[START OF Page excerpt]
AS I search around music in eager hope a great…
and enduring band will come along: Canvas Wall certainly offer plenty of wonderful music and promise. The group split their membership between Malta and the U.K. and have been together since 2008. Racking up a series of impressive singles; the boys have just released their stunning E.P., Mannekind. It is their strongest and most colourful release: one that should see them inch closer to the hallowed turf of the mainstream. I speak to Canvas Wall about the E.P. and their past; how they have progressed and what albums have meant most to each of them. Make sure you make the Canvas Wall boys part of your 2017 playlist.
Hi guys. How are you? How has your week been?
Simon: Hi Sam, we’re well, thanks. This week has been good. It’s the last week of what has been a bit of a break for us – after a busy ending to 2016. It’s also been an international week as Matteo (bass) heads back from Australia and Craig (drums) catches a few rays in the Dominican (Republic). Dean (guitar) and I have been fighting frostbite in London so we’re all looking forward to getting back to our music and warming things up for the year ahead.
For those new to your music, can you introduce yourself, please?
Dean: We’re an eclectic mix of many influences that create an energetic Indie-Pop-Rock sound. It’s vibrant, upbeat, positive and fun – we always have a great time playing live and love that part of what we do. We find our audiences quite varied so I think many different people take something away from our music.
[END OF Page excerpt]
In the Canvas Wall interview, what is the name of the band's newly released E.P.?
[START OF Data extract]
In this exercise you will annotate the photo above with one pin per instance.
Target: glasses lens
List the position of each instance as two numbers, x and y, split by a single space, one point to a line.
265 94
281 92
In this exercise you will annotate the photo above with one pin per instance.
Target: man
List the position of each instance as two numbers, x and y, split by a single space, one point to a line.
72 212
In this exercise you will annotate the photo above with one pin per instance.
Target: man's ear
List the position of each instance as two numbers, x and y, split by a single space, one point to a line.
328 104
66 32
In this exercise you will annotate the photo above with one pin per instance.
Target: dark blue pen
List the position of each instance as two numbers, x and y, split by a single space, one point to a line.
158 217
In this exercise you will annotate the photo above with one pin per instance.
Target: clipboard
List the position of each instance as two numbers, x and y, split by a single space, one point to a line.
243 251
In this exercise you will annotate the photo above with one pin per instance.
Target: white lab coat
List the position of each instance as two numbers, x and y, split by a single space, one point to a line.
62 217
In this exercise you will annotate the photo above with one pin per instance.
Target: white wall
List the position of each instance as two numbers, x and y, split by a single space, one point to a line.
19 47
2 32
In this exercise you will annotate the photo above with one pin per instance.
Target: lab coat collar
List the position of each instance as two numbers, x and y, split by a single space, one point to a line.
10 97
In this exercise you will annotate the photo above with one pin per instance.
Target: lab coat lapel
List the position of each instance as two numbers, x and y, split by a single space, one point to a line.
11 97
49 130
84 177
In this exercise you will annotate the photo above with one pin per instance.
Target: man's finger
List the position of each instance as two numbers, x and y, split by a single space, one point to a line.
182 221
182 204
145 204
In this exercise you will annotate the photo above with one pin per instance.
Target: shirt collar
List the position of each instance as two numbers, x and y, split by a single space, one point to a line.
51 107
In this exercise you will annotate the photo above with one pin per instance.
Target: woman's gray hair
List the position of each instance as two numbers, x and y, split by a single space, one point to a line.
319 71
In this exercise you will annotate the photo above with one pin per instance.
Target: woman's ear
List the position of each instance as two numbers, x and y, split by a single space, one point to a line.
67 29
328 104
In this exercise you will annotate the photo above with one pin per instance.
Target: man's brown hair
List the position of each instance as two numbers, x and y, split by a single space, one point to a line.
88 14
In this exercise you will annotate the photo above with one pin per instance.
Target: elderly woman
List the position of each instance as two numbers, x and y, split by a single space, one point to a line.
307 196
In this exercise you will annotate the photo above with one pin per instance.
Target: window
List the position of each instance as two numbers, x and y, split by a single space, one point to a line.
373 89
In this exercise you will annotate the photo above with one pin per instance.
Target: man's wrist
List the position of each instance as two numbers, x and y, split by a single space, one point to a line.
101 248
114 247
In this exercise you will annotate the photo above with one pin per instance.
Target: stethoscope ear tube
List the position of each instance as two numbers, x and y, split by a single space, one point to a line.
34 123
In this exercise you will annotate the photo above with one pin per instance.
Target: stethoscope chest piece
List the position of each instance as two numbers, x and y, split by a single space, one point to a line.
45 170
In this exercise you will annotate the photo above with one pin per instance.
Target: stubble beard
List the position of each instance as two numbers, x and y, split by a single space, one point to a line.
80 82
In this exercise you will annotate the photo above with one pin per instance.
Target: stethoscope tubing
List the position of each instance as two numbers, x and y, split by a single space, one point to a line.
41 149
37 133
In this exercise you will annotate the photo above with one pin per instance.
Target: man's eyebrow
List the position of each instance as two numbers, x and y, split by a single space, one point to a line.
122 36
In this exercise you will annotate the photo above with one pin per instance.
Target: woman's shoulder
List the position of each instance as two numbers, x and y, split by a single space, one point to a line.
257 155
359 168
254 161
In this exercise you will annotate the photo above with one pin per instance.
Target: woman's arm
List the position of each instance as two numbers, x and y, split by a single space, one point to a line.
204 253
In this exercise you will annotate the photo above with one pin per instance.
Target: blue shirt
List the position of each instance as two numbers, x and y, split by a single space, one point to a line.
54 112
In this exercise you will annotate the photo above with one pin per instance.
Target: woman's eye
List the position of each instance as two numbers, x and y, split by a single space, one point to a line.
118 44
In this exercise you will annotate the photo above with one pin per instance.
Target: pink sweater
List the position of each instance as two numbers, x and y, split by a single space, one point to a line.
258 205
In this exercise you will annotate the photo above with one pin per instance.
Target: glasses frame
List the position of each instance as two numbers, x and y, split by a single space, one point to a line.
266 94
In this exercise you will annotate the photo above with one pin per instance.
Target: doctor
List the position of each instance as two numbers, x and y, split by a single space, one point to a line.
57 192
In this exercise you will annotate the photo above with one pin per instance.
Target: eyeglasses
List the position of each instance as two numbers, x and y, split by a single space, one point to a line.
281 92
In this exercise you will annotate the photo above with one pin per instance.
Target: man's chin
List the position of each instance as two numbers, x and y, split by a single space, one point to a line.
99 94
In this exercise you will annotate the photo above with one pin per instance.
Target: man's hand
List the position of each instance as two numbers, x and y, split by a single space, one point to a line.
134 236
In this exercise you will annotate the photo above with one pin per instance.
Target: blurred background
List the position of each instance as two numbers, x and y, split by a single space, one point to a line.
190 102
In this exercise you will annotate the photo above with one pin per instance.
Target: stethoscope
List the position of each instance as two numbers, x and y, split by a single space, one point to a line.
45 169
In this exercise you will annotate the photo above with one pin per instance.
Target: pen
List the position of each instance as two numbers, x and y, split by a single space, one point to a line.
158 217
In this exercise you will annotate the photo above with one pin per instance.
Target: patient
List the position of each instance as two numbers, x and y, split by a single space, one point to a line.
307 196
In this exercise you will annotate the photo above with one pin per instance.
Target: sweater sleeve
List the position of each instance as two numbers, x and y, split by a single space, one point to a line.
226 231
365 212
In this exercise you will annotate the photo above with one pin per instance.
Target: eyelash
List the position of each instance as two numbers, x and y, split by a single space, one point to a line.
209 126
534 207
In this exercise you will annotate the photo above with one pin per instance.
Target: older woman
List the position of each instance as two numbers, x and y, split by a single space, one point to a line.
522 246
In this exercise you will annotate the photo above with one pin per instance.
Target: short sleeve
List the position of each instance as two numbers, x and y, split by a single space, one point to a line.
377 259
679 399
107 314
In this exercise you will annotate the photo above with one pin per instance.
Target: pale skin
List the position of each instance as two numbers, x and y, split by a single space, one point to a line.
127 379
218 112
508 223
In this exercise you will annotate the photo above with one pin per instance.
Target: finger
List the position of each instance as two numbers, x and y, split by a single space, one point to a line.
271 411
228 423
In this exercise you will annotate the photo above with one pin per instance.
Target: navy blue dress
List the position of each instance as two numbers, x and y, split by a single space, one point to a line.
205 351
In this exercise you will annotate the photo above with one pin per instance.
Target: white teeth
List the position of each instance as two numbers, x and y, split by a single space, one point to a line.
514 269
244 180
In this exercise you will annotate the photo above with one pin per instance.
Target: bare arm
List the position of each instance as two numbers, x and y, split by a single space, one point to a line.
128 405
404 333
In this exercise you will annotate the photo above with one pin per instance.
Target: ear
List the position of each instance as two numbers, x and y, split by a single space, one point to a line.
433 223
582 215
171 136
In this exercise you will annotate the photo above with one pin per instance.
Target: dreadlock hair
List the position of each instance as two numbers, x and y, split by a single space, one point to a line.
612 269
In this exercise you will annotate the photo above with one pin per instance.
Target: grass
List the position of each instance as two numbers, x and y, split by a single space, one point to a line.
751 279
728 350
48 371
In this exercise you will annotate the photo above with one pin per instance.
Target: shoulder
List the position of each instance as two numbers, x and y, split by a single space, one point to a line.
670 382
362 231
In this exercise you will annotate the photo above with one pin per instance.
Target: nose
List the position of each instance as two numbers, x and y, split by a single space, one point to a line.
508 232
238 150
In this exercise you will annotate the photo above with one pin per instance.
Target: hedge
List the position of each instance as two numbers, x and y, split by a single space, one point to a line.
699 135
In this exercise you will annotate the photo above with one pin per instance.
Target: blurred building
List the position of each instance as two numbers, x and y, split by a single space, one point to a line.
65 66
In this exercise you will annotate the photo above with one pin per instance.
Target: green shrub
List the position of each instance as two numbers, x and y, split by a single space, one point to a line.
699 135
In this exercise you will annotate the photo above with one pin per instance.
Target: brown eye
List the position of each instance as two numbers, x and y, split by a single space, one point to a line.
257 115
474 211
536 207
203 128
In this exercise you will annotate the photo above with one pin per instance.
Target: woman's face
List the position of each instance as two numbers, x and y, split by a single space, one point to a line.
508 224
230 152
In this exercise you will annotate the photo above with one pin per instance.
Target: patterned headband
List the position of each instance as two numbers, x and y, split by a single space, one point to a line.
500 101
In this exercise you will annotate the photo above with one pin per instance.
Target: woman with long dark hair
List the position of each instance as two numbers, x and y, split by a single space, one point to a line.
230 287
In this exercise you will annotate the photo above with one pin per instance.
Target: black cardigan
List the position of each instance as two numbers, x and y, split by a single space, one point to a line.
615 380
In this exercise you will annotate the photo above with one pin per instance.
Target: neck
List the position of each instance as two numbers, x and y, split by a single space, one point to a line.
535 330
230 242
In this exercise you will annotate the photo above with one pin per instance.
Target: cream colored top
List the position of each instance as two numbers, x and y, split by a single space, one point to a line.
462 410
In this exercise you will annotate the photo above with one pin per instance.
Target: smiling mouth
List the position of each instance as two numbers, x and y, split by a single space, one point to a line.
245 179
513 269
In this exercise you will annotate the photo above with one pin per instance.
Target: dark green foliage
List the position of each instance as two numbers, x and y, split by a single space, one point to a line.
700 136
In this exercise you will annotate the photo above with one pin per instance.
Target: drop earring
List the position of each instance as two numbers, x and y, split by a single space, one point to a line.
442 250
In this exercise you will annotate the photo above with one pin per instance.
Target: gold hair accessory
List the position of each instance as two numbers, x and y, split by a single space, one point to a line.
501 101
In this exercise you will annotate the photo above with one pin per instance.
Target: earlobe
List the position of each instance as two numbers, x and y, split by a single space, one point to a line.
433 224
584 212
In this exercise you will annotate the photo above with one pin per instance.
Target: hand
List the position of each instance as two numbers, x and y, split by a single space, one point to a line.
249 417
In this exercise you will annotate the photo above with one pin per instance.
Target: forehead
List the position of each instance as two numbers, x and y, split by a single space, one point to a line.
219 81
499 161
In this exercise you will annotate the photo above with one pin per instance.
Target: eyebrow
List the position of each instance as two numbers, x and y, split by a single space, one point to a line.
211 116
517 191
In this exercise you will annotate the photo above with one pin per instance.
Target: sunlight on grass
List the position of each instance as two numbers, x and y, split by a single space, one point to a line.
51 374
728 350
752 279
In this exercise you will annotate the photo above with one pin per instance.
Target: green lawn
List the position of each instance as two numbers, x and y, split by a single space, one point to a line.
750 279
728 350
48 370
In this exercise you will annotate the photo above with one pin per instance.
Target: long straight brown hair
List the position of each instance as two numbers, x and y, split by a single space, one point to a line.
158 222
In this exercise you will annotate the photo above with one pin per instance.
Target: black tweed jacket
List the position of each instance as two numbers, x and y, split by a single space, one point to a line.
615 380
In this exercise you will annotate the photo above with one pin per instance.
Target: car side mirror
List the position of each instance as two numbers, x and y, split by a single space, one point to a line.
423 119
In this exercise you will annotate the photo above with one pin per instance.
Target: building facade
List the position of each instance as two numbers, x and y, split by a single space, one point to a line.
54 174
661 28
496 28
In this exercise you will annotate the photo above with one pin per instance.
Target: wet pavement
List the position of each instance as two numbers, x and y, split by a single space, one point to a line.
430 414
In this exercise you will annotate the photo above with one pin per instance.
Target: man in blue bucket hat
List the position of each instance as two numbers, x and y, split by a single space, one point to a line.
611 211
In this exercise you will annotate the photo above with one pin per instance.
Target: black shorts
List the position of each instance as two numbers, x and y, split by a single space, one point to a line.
[END OF Data extract]
Complete response — Mannekind